What this exercise asks:
1 - In the forum thread on fertilizing a new planted tank, which compound is recommended for dosing NO3 and K?
2 - Resume the forum thread on fertilizing a new planted tank, continuing directly after its final sentence.

Excerpted text:

# Question for new Tank



## mkeevil (Oct 22, 2006)

I have put together a 58gallon tank, I have set up the substrate, the co2, the heater, and filter... no I am starting with the plants. I walk into the LFS and see multiple bottles of plant ferilizers and growth excelleraters,,, can someone tell me what to get so I don't purchase a bunch of stuff we don't need?


-matt


----------



## MatPat (Mar 22, 2004)

Don't get anything from your LFS unless it is an emergency  Check out Greg Watson for your fertilizer needs. You can buy a year's worth of dry ferts from Greg for the price of about a month's worth of commercial ferts.

You will more than likely need:

Potassium Nitrate (KNO3) for dosing NO3 and K
Mono Potassium Phosphate for dosing PO4 and K
Plantex CSM+B for Micros

You may or may not need additional Potassium so adding a pound of Potassium Sulfate (K2SO4) will be cheap if you are already placing an order. It won't add much to the shipping costs with the above three items either. However, if you find out you need to order it by itself later, it will be more costly due to the shipping.

You can find information on adding the above dry fertilizers in the Fertilator


----------



## evercl92 (Aug 14, 2006)

Can't agree more. I only wish I found out about GW a long time ago, before spending (I don't even want to calculate the amount) so much on commercial ferts.


----------



## mkeevil (Oct 22, 2006)

Is there a sticky or a good artical on Ferts, and what dosing is? Also is the dry ferts better then the liquid?


----------



## MatPat (Mar 22, 2004)

There are two stickies on fertilizing at the top of the fertilization forum, PPS - Perpetual Preservation System and Estimative Index Dosing Guide both work well but in my opinion, the Estimative Index method of fertilizing is a bit easier for a beginner to grasp and it requires no mixing of liquid ferts. Read through both and ask questions if you need to. There are plenty of people here who are willing to lend a hand in helping you fertilize your tank


----------



## mkeevil (Oct 22, 2006)

I was going to go the liquid method, instead of dry... so should I get?
- Flourish Potassium
- Flourish Excel
- Flourish Nitrogen


----------



## MatPat (Mar 22, 2004)

If you are set on going with the commercial liquid ferts, then don't forget a source of Phosphate for the tank. Plants need their phosphate just like they need everything else. Also, plan on spending at least 10x as much on those premade liquid ferts for a year's supply. Remember, the folks here can help you turn Greg's dry ferts into liquids if you really want to dose a liquid.


----------



## mkeevil (Oct 22, 2006)

I can go the dry route, but will need some assistance... what exacly on his site should I purchase... also should I run out and get some empty bottles to mix this stuff?


----------



## MatPat (Mar 22, 2004)

You can use either Chuck's Planted Aquaria Calculator (Downloadable version) or The Fertilator to mix up some solutions using Greg's dry chemicals.

Excerpted records:
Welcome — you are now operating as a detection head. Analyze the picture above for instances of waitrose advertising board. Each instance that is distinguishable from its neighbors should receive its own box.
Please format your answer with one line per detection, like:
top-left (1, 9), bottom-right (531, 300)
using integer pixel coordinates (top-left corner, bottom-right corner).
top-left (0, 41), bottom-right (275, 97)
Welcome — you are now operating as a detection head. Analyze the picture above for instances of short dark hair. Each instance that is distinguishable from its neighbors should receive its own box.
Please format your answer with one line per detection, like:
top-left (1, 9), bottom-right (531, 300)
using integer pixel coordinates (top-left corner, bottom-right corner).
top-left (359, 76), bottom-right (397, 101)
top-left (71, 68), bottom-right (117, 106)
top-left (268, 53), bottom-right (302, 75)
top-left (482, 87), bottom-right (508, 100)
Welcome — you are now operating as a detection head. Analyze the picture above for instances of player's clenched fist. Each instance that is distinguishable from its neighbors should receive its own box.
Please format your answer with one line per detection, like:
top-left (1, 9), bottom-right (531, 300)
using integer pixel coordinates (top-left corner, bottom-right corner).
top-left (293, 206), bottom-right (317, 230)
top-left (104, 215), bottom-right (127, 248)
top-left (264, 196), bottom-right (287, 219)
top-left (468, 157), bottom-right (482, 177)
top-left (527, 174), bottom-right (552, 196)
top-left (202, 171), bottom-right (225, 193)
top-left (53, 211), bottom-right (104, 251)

Exercise results:
1 - Potassium Nitrate (KNO3).

2 -
As far as the chemicals from Greg, you will more than likely need:

Potassium Nitrate (KNO3) for dosing NO3 and K ~$2 lb
Mono Potassium Phosphate for dosing PO4 and K ~$3 lb
Plantex CSM+B for Micros ~$9 lb

You may or may not need additional Potassium so adding a pound of Potassium Sulfate (K2SO4) will be cheap (~$2 lb) if you are already placing an order. It won't add much to the shipping costs with the above three items either. However, if you find out you need to order some additional K2SO4 later, it will be more costly due to the shipping.

Greg only sells these items in 1lb quantities (get a pound of each) so $20-$25 worth (including shipping) of the dry stuff should last you a year or more with your tank size. I can help you get familiar with either of the calculators I linked to as can quite a few other members of this site.

I believe Greg also sells 240ml (8ounce) dosing bottles on his site for ~$3 each. You could also get some 8 oz (or larger) rubbermaid containers for storing your premixed solutions. I use 32 oz containers to store my KNO3 and KH2PO4 solutions even though I only make up 500ml (8oz) at a time. This leaves me plenty of extra room to disolve the dry ferts into the solution.

Dosing dry is very easy also. You could simply add 1/2 tsp of KNO3, 1/8 tsp of KH2PO4 and 1/8 tsp of Plantex CSM+B directly to your tank. A lot of folks fertilize this way.

Again, there are plenty of folks who will be more than willing to help you with making up solutions and/or dosing the dry chemicals. Buying the ferts in bulk from Greg should save you quite a bit of money that you can then spend on plants instead


----------



## mkeevil (Oct 22, 2006)

Thank you for your assistance, I figured premixing would be easier but from your post it said you can just add the dry chem's directly to your tank... so I must ask why do people mix at all?


----------



## MatPat (Mar 22, 2004)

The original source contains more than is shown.